## What is required
Reproduce every line of the records below, requests included. Multiply each coordinate in the answers by 0.75 and round it to a whole number, with halves going up.

┌──

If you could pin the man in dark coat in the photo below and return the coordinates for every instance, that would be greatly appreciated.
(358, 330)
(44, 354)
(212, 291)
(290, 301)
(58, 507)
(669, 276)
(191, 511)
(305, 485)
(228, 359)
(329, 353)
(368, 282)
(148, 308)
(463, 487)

└──

## Response below
If you could pin the man in dark coat in the photo below and return the coordinates for every instance, that would be greatly appreciated.
(269, 248)
(33, 266)
(159, 218)
(218, 226)
(44, 380)
(502, 207)
(143, 383)
(229, 364)
(171, 269)
(247, 265)
(276, 212)
(111, 231)
(347, 365)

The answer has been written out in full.